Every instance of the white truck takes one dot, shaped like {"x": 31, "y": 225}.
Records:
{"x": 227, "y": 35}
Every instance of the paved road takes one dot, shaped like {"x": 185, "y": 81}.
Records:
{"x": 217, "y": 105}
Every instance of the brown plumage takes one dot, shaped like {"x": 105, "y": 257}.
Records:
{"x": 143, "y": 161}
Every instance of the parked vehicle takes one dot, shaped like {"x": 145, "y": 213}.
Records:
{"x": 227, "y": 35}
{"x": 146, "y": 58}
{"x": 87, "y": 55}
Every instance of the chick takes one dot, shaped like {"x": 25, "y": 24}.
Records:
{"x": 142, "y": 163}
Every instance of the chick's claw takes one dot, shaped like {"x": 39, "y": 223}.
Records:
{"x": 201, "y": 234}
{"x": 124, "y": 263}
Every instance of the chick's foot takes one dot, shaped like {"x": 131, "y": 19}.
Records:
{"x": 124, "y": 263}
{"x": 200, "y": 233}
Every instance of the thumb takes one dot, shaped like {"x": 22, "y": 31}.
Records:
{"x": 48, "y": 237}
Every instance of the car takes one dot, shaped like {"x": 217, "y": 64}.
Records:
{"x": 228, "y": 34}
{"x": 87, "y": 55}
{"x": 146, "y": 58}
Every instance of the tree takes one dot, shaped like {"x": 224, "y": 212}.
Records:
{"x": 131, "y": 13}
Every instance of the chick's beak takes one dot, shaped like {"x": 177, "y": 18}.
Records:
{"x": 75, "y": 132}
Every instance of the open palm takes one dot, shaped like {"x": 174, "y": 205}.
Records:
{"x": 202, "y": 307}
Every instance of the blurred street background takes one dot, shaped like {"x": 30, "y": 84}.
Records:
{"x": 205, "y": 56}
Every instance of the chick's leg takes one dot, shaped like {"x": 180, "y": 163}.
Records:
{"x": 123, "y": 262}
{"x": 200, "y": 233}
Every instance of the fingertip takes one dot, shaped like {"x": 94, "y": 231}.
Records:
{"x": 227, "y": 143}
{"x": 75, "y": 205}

EXERCISE >> Could you output the records in full, exactly as written?

EXERCISE ANSWER >>
Every instance of the white truck takes one dot, shaped like {"x": 31, "y": 225}.
Records:
{"x": 227, "y": 35}
Every instance of the paved road takes one dot, shaped like {"x": 185, "y": 81}.
Records:
{"x": 217, "y": 105}
Every instance of the brown plumage takes one dot, shaped like {"x": 105, "y": 257}.
Records:
{"x": 143, "y": 161}
Every instance of the parked vehicle takes one dot, shaped like {"x": 145, "y": 213}.
Records:
{"x": 227, "y": 35}
{"x": 146, "y": 58}
{"x": 87, "y": 55}
Every instance of the chick takes one dot, shaped like {"x": 25, "y": 24}.
Records:
{"x": 142, "y": 163}
Every instance of the chick's claw takes one dot, shaped like {"x": 39, "y": 223}.
Records:
{"x": 201, "y": 234}
{"x": 124, "y": 263}
Every instance of the chick's foot takes one dot, shaped like {"x": 131, "y": 19}.
Records:
{"x": 124, "y": 263}
{"x": 200, "y": 233}
Every instance of the thumb takes one dot, shaped like {"x": 22, "y": 31}.
Records:
{"x": 48, "y": 237}
Every instance of the car takes one dot, shaped like {"x": 217, "y": 64}.
Records:
{"x": 228, "y": 34}
{"x": 87, "y": 55}
{"x": 146, "y": 58}
Every instance of the tree takes one dot, shaped like {"x": 224, "y": 212}.
Records:
{"x": 131, "y": 13}
Every instance of the chick's beak takes one dot, shaped like {"x": 177, "y": 18}.
Records:
{"x": 75, "y": 132}
Every instance of the open palm takes one dot, shaped like {"x": 174, "y": 205}.
Records:
{"x": 202, "y": 307}
Every instance of the blurred street background takes one dot, shaped like {"x": 30, "y": 84}.
Records:
{"x": 205, "y": 56}
Every instance of the chick's leg takes one dot, shaped like {"x": 180, "y": 163}.
Records:
{"x": 123, "y": 262}
{"x": 200, "y": 233}
Every instance of the fingertip takes one dot, shaped like {"x": 94, "y": 231}.
Records:
{"x": 227, "y": 143}
{"x": 75, "y": 205}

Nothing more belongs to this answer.